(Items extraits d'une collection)
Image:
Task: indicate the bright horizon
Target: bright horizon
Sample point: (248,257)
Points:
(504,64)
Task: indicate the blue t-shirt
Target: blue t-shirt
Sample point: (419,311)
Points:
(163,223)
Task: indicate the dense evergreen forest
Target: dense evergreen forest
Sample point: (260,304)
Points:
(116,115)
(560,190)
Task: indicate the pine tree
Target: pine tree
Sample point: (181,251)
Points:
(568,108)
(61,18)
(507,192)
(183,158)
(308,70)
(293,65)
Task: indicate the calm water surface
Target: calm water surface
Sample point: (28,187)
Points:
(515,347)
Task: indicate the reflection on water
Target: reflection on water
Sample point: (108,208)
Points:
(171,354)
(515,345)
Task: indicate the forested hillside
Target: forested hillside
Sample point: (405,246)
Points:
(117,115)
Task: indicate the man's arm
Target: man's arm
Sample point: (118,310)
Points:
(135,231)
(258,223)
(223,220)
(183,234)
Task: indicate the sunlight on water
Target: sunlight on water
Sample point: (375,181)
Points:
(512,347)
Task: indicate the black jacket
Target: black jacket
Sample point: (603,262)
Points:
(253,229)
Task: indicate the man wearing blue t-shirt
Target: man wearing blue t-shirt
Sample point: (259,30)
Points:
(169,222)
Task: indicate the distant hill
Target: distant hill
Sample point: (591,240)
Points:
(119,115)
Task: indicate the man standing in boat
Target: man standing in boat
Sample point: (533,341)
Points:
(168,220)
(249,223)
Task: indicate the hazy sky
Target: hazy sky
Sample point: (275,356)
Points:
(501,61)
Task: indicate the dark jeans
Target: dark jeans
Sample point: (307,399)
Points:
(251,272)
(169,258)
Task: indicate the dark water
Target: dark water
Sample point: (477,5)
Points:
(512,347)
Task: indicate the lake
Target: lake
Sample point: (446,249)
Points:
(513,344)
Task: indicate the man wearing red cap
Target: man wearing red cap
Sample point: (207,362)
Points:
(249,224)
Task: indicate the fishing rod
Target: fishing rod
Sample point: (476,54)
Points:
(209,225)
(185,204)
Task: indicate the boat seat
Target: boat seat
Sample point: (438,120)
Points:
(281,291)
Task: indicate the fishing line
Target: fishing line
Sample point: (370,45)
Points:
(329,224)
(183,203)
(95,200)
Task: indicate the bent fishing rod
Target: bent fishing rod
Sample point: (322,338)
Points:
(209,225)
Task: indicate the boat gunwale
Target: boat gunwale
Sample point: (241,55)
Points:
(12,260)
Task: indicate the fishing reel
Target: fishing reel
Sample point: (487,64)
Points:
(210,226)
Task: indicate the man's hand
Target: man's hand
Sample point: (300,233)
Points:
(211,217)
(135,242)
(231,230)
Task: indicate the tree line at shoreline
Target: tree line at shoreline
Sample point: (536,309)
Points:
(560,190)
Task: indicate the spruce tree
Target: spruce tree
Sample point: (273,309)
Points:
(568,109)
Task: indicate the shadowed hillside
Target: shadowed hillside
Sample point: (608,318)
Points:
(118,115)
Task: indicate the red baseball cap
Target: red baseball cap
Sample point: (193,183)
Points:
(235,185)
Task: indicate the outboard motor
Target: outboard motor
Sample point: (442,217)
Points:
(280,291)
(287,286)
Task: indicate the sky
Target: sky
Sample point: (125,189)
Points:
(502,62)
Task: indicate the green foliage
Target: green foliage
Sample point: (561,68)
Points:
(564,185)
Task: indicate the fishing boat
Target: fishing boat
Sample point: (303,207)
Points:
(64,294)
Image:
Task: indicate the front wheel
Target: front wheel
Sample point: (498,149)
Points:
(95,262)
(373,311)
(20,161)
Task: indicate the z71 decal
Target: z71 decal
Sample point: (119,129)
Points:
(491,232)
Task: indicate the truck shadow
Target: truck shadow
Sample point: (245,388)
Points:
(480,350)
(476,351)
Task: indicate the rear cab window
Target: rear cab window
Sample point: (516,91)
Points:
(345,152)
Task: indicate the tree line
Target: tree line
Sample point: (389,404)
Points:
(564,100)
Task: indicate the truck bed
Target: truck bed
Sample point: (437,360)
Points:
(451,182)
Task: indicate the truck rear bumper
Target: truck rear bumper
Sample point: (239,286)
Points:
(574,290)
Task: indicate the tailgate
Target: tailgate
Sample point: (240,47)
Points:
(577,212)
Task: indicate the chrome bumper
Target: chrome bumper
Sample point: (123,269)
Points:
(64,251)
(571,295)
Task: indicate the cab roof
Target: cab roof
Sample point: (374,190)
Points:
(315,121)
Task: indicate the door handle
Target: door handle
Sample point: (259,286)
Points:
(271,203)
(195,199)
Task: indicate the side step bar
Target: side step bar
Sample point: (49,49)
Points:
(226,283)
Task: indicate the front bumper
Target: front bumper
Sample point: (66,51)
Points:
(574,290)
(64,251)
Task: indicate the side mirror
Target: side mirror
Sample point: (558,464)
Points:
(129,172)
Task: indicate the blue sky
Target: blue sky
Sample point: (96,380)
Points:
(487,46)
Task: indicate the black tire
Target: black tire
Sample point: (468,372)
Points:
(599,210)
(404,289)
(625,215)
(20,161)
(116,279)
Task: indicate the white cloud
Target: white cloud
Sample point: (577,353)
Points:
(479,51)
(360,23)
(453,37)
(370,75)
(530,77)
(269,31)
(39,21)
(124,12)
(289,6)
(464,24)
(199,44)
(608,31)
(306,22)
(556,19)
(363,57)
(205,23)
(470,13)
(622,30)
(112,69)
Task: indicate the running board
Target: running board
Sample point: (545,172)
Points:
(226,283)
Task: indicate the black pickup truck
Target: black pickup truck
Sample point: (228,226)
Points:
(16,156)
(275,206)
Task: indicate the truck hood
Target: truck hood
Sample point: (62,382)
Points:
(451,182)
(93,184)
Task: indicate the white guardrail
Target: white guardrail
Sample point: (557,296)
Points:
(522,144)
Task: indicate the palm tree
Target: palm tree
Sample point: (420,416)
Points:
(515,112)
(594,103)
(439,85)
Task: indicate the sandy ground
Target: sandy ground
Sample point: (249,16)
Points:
--
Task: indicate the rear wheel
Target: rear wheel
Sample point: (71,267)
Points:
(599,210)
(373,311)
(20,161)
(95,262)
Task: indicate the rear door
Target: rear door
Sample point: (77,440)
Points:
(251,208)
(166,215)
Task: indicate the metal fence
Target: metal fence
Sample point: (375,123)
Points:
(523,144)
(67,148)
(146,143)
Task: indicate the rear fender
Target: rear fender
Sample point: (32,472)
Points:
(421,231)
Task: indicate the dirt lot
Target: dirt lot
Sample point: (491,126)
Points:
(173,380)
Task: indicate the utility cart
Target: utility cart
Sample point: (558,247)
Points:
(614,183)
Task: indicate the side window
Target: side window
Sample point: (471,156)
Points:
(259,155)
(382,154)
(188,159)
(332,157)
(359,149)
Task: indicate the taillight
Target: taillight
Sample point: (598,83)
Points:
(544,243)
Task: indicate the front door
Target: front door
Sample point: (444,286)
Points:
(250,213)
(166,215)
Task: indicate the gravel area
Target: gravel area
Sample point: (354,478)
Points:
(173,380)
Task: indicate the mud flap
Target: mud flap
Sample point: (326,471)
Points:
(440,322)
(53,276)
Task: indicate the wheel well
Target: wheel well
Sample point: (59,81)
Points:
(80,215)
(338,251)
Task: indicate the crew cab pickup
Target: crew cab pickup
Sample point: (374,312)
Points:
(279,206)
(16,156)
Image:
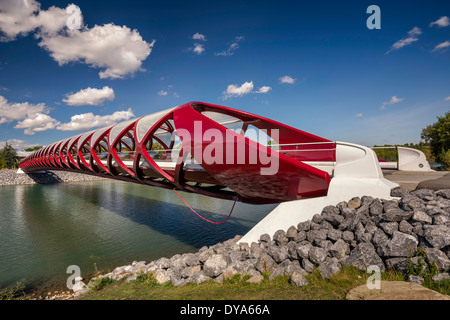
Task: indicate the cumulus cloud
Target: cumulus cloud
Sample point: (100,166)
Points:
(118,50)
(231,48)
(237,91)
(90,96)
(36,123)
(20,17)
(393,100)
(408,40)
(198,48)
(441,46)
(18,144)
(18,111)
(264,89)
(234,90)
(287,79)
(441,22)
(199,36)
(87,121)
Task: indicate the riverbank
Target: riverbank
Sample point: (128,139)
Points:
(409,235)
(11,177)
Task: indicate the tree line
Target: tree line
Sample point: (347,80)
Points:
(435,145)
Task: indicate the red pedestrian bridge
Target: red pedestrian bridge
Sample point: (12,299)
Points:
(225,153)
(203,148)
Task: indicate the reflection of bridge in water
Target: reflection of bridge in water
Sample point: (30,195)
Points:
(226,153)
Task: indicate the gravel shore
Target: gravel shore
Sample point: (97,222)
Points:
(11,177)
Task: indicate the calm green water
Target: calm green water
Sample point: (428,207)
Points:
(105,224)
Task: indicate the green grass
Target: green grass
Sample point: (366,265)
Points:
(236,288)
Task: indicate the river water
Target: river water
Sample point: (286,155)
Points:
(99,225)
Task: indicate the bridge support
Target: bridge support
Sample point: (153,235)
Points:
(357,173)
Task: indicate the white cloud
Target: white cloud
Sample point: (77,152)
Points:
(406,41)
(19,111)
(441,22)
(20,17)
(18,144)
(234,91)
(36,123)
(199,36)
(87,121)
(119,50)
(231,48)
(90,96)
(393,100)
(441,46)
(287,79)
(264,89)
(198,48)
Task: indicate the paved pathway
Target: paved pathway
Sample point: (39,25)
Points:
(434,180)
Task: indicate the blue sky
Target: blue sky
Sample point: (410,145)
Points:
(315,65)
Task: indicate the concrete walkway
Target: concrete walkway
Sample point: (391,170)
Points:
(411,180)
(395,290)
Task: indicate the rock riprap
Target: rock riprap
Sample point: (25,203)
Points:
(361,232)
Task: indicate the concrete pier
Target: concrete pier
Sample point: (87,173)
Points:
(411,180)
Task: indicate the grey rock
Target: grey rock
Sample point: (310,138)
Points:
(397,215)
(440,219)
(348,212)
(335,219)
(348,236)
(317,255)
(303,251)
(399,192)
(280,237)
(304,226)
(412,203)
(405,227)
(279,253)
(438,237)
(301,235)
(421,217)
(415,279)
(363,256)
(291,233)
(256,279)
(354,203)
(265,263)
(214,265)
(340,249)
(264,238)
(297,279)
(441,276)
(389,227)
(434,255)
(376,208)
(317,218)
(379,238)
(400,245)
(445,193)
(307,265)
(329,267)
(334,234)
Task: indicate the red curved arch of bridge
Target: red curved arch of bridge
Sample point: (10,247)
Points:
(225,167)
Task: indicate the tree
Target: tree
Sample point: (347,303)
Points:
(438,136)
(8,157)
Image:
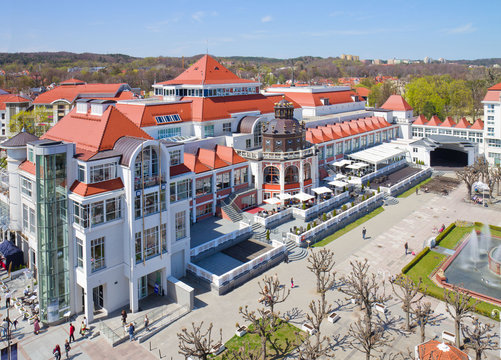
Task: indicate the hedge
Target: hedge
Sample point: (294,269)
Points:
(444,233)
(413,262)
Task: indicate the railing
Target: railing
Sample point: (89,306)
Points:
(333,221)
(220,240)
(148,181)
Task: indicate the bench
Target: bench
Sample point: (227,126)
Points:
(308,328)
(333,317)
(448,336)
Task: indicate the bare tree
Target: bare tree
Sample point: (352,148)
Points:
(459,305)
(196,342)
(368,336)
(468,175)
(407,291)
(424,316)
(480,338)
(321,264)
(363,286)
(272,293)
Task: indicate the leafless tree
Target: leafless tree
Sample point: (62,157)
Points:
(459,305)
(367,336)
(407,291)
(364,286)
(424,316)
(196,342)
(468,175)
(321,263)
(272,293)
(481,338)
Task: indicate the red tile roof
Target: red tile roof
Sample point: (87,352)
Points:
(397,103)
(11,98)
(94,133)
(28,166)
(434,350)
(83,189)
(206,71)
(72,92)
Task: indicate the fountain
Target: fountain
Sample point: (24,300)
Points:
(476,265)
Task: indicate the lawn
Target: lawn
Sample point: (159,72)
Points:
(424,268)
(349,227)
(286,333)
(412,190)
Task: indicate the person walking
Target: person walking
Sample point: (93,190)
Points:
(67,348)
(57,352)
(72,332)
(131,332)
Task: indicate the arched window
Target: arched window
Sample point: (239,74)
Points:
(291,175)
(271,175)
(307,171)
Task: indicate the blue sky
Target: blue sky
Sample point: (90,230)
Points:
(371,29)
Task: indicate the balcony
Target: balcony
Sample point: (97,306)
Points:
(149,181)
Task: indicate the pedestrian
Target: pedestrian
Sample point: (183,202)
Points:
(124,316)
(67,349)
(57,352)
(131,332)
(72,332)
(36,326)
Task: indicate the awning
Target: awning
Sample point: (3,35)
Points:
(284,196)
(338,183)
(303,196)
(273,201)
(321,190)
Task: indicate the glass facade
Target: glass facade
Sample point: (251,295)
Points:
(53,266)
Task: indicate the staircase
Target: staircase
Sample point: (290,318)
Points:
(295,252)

__Consigne__: Relevez dans les items ci-dessus chaque ligne contenant le mot « forested » et recopiez-la intégralement.

__Corrigé ci-dessous__:
Task: indicate the forested hillside
Target: forested hillside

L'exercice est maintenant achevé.